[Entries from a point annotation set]
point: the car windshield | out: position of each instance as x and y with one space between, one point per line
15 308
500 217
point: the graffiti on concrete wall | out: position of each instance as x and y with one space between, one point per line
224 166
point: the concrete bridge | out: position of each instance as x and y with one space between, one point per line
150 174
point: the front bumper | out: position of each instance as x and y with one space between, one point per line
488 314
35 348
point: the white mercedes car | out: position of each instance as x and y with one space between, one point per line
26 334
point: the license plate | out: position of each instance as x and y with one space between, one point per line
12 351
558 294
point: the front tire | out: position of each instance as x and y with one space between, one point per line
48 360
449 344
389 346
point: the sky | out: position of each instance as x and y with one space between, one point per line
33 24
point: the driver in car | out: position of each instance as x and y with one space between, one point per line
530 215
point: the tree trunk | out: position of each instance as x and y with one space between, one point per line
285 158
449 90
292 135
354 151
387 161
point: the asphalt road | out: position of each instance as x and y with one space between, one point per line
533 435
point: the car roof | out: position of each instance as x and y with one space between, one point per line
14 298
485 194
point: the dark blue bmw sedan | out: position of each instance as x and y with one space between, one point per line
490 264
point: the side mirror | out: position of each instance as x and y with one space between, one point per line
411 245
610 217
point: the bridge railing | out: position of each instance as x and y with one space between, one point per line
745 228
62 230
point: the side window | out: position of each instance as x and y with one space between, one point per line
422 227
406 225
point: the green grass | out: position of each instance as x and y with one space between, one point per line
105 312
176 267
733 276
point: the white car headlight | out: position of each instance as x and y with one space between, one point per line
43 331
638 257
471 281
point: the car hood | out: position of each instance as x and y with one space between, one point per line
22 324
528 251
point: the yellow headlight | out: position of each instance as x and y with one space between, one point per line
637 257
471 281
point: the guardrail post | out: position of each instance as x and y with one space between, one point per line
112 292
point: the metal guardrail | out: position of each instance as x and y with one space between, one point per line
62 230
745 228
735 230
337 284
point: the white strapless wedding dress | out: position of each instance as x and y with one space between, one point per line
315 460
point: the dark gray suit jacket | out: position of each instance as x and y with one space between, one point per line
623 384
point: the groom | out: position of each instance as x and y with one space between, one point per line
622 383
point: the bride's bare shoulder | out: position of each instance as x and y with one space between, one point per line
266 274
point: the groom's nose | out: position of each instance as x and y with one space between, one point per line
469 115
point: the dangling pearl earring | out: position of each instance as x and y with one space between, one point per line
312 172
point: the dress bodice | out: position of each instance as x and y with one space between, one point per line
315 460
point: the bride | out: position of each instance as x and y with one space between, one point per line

--- PROBLEM REQUIREMENTS ---
Reproduce the material from the line containing "point: the groom's" through the end of the material, both ends included, without altering a character.

--- RESULT OF THE EXERCISE ---
point: the groom's nose | out: position of each instance as x and y with one space between, one point per line
469 115
point: the dangling pearl earring | out: position of each instance as x and y with one space between, one point per line
312 172
point: the dress bodice | out: position of each instance as x and y with one space between, one point per line
315 460
point: the bride | out: position of each instance as x and y with one space between, one point per line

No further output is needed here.